>> START RECORDS TO USE
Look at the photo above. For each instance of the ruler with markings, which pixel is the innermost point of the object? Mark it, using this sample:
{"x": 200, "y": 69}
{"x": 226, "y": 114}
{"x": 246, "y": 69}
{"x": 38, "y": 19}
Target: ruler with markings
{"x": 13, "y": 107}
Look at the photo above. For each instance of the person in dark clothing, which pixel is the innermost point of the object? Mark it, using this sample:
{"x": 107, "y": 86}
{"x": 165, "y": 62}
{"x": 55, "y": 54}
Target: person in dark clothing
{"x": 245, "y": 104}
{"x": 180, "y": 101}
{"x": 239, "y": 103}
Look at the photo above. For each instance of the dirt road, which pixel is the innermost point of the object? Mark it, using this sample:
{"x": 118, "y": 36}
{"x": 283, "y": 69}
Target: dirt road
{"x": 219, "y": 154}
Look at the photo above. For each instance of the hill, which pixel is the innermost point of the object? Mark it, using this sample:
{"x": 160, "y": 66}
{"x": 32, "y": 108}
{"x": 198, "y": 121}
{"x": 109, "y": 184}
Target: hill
>> END RECORDS TO USE
> WHAT YOU ARE ASKED TO DO:
Please repeat all the records above exactly as they appear.

> WRITTEN SOLUTION:
Look at the photo above. For each instance of the ruler with markings, which pixel is the innermost point of the object? Mark it, using this sample:
{"x": 200, "y": 69}
{"x": 226, "y": 114}
{"x": 246, "y": 69}
{"x": 38, "y": 19}
Target: ruler with markings
{"x": 13, "y": 107}
Look at the photo above. For each instance of the person in dark clothing, which pixel is the innermost point of the object? Mark it, using this sample:
{"x": 107, "y": 86}
{"x": 165, "y": 62}
{"x": 55, "y": 54}
Target: person in dark clothing
{"x": 245, "y": 104}
{"x": 180, "y": 101}
{"x": 239, "y": 103}
Look at the photo above. For each instance of the dirt road, which pixel is the innermost point of the object? Mark it, using this sample:
{"x": 118, "y": 36}
{"x": 283, "y": 69}
Target: dirt road
{"x": 219, "y": 154}
Look at the photo above. For each instance of the hill, which pixel is the innermost point of the object? Mark it, using this sample:
{"x": 160, "y": 66}
{"x": 32, "y": 108}
{"x": 198, "y": 121}
{"x": 109, "y": 184}
Target: hill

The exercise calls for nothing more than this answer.